▸ Exercise aim: For each line in the data below that holds "sweatshirt", return a copy.

▸ Dataset records:
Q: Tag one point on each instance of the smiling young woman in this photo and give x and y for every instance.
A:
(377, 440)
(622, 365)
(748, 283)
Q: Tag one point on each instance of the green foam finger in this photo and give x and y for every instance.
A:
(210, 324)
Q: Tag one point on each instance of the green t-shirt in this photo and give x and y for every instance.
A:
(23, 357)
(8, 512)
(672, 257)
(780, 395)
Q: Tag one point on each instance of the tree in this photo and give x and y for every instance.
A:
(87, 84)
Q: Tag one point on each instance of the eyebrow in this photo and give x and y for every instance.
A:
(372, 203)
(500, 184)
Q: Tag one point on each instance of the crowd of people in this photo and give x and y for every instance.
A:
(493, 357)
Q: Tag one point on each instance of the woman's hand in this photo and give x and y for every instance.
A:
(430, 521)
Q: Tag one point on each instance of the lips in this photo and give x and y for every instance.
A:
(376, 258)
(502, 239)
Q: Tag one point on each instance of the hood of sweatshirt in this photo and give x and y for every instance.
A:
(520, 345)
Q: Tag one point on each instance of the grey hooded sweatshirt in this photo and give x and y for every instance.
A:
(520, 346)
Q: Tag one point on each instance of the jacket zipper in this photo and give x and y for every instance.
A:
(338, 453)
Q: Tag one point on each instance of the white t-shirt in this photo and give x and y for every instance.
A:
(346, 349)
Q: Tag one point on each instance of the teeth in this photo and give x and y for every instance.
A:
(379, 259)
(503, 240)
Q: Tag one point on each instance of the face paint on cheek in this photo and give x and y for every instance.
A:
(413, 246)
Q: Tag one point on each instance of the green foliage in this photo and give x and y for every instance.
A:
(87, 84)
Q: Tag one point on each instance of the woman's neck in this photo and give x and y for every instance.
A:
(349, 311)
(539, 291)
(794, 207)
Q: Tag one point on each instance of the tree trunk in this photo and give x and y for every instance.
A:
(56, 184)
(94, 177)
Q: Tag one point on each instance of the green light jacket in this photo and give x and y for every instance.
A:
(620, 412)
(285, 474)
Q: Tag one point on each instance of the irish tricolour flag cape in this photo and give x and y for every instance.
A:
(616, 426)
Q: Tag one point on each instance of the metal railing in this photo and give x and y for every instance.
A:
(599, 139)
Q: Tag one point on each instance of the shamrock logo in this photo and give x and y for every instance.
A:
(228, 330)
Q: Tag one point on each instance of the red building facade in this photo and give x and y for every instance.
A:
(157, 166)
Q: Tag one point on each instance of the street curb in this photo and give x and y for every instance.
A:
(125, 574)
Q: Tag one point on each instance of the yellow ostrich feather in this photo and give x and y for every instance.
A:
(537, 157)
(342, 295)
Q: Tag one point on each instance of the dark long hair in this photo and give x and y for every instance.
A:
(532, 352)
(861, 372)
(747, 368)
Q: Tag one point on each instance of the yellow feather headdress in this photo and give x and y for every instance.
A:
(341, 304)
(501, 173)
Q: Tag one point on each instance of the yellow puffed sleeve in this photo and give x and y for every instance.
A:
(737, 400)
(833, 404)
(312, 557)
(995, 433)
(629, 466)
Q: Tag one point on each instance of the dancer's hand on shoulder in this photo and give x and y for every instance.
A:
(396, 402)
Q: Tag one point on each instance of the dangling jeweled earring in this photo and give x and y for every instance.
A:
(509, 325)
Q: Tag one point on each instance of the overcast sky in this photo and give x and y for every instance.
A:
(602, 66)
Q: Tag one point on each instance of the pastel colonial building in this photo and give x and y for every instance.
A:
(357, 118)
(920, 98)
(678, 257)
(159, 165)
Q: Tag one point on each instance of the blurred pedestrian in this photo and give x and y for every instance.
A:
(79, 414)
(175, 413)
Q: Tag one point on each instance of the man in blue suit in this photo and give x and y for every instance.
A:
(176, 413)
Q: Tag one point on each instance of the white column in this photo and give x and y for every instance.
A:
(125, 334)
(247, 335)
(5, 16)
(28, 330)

▸ Response area:
Q: Tag one point on each instance of the hood of sweatshirt in this photo and give x and y for every instance.
Q: Tag one point on each instance of the grey hooded sweatshirt in this photo and give x and y for every instance.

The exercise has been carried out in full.